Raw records
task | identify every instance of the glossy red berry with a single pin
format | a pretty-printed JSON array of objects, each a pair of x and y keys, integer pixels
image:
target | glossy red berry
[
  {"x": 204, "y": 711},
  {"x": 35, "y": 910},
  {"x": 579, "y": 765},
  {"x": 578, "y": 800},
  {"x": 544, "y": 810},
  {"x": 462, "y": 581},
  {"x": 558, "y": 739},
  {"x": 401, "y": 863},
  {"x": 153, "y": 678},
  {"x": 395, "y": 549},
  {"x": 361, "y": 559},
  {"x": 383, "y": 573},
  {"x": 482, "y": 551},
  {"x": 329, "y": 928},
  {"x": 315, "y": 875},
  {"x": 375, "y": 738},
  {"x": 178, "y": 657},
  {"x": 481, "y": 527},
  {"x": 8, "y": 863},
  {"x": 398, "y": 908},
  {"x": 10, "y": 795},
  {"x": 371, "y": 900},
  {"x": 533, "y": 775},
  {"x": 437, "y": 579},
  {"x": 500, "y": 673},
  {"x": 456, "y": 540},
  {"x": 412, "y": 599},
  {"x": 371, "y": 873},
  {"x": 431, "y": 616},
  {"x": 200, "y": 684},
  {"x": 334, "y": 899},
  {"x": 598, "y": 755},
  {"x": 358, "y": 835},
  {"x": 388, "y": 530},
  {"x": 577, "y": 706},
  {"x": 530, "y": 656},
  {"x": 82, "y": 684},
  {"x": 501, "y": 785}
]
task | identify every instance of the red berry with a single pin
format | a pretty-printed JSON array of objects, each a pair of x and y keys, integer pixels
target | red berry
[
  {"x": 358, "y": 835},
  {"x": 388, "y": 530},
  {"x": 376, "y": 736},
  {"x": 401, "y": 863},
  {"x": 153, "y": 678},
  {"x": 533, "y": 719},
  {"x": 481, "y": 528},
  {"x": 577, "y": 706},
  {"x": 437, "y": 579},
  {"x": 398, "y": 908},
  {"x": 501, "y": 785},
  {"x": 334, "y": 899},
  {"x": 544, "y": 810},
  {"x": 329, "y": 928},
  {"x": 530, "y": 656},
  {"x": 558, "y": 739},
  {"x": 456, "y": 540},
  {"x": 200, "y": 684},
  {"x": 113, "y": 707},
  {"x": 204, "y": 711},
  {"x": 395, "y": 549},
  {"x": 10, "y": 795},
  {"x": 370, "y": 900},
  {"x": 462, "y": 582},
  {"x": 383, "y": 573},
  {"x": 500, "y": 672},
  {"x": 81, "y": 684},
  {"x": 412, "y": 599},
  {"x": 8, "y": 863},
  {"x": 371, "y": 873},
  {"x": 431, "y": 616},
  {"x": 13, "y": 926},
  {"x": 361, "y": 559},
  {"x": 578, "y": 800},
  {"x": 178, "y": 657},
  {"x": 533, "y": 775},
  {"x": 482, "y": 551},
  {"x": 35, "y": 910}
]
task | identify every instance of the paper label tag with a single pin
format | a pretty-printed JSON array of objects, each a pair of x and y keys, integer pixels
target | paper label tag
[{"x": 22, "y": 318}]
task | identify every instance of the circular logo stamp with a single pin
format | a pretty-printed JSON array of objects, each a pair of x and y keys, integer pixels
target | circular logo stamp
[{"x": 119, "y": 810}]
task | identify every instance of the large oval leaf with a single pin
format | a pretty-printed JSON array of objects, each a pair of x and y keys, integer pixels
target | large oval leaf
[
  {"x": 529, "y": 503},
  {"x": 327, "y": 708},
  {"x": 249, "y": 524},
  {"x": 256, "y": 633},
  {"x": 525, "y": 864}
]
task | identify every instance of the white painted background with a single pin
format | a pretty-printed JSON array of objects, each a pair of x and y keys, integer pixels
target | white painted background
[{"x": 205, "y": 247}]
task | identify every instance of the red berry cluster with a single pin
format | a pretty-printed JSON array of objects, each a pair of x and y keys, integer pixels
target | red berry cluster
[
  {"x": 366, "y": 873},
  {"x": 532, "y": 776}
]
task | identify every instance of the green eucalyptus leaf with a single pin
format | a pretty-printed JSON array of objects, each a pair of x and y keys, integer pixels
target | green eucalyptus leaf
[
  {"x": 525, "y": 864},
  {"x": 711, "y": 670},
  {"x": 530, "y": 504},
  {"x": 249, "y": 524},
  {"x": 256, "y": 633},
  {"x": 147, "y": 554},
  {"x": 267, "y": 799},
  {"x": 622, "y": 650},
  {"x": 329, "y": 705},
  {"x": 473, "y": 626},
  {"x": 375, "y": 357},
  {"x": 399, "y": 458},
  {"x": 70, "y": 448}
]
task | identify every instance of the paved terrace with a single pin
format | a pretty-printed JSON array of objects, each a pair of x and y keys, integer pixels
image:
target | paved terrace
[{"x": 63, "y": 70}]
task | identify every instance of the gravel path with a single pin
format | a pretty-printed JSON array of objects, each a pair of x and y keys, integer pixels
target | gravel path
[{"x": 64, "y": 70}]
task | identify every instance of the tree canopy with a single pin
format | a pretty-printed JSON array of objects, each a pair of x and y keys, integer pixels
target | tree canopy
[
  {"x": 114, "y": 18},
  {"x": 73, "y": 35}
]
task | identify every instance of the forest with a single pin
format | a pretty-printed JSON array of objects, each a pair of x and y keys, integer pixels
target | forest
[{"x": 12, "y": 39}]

▸ **What you need to do**:
Transcribe every entry verbatim.

▸ **Task response**:
task | identify every instance of the glossy red berry with a single pin
format | a pretty-printed JSON array of objects, each a pair of x and y keys, integer pixels
image:
target | glossy red berry
[
  {"x": 204, "y": 711},
  {"x": 35, "y": 910},
  {"x": 579, "y": 765},
  {"x": 578, "y": 800},
  {"x": 544, "y": 810},
  {"x": 462, "y": 581},
  {"x": 558, "y": 739},
  {"x": 401, "y": 863},
  {"x": 153, "y": 678},
  {"x": 395, "y": 549},
  {"x": 361, "y": 559},
  {"x": 383, "y": 573},
  {"x": 482, "y": 551},
  {"x": 329, "y": 928},
  {"x": 315, "y": 875},
  {"x": 375, "y": 738},
  {"x": 178, "y": 657},
  {"x": 481, "y": 527},
  {"x": 8, "y": 863},
  {"x": 398, "y": 908},
  {"x": 10, "y": 795},
  {"x": 371, "y": 900},
  {"x": 533, "y": 775},
  {"x": 437, "y": 579},
  {"x": 500, "y": 673},
  {"x": 456, "y": 540},
  {"x": 412, "y": 599},
  {"x": 371, "y": 873},
  {"x": 431, "y": 616},
  {"x": 200, "y": 684},
  {"x": 334, "y": 899},
  {"x": 598, "y": 755},
  {"x": 358, "y": 835},
  {"x": 388, "y": 530},
  {"x": 577, "y": 706},
  {"x": 530, "y": 656},
  {"x": 82, "y": 684},
  {"x": 501, "y": 785}
]
task | identify every instance of the red berry with a single pin
format | a pretty-printed JSON array of objects, each a pair of x and y keys, integer pixels
target | red berry
[
  {"x": 358, "y": 835},
  {"x": 388, "y": 530},
  {"x": 376, "y": 736},
  {"x": 401, "y": 863},
  {"x": 153, "y": 678},
  {"x": 533, "y": 719},
  {"x": 481, "y": 528},
  {"x": 577, "y": 706},
  {"x": 437, "y": 579},
  {"x": 398, "y": 908},
  {"x": 501, "y": 785},
  {"x": 334, "y": 899},
  {"x": 544, "y": 810},
  {"x": 329, "y": 928},
  {"x": 530, "y": 656},
  {"x": 558, "y": 739},
  {"x": 456, "y": 540},
  {"x": 200, "y": 684},
  {"x": 113, "y": 707},
  {"x": 204, "y": 711},
  {"x": 395, "y": 549},
  {"x": 10, "y": 795},
  {"x": 370, "y": 900},
  {"x": 462, "y": 582},
  {"x": 383, "y": 573},
  {"x": 500, "y": 672},
  {"x": 81, "y": 684},
  {"x": 412, "y": 599},
  {"x": 8, "y": 863},
  {"x": 371, "y": 873},
  {"x": 431, "y": 616},
  {"x": 13, "y": 926},
  {"x": 361, "y": 559},
  {"x": 578, "y": 800},
  {"x": 178, "y": 657},
  {"x": 533, "y": 775},
  {"x": 482, "y": 551},
  {"x": 35, "y": 910}
]
task | identify every instance of the paper label tag with a single pin
format | a pretty-printed JSON array of objects, each a pair of x and y keys, integer pixels
target | paper label tag
[{"x": 22, "y": 318}]
task | identify every instance of the circular logo stamp with a single pin
format | a pretty-printed JSON array of objects, each a pair of x and y keys, integer pixels
target | circular logo stamp
[{"x": 119, "y": 810}]
task | identify every instance of the large oval leaf with a single pin
format | a pretty-printed JSON array of objects, each a pair of x and y keys, integer pixels
target | large oval leaf
[
  {"x": 529, "y": 503},
  {"x": 327, "y": 708},
  {"x": 249, "y": 524},
  {"x": 256, "y": 633},
  {"x": 525, "y": 864}
]
task | identify every instance of the white painted background with a single pin
format | a pretty-printed JSON array of objects, each a pair of x and y keys, integer pixels
target | white painted background
[{"x": 205, "y": 247}]
task | identify every instance of the red berry cluster with a single pin
format | a pretty-printed JSON array of objects, each a pair of x and y keys, integer pixels
target | red berry cluster
[
  {"x": 366, "y": 873},
  {"x": 532, "y": 776}
]
task | identify every instance of the green eucalyptus leaf with a single pin
format | a pretty-printed JSON array of objects, each a pair of x and y keys, integer pixels
target | green eucalyptus leaf
[
  {"x": 525, "y": 864},
  {"x": 711, "y": 670},
  {"x": 530, "y": 504},
  {"x": 249, "y": 524},
  {"x": 256, "y": 633},
  {"x": 147, "y": 554},
  {"x": 267, "y": 799},
  {"x": 622, "y": 650},
  {"x": 329, "y": 705},
  {"x": 473, "y": 626},
  {"x": 375, "y": 357},
  {"x": 399, "y": 458},
  {"x": 70, "y": 448}
]
task | identify every instance of the paved terrace with a single pin
format | a pretty-printed JSON array of objects, each a pair of x and y keys, integer pixels
image:
target | paved terrace
[{"x": 63, "y": 70}]
task | identify every instance of the gravel path with a single pin
format | a pretty-printed JSON array of objects, each a pair of x and y keys, integer pixels
target | gravel path
[{"x": 64, "y": 70}]
task | identify every instance of the tree canopy with a single pin
format | a pretty-printed JSON array of objects, each a pair of x and y keys, integer pixels
target | tree canopy
[
  {"x": 114, "y": 18},
  {"x": 73, "y": 35}
]
task | identify every instance of the forest with a single pin
format | a pretty-printed JSON array of objects, each a pair of x and y keys, integer pixels
target | forest
[{"x": 12, "y": 39}]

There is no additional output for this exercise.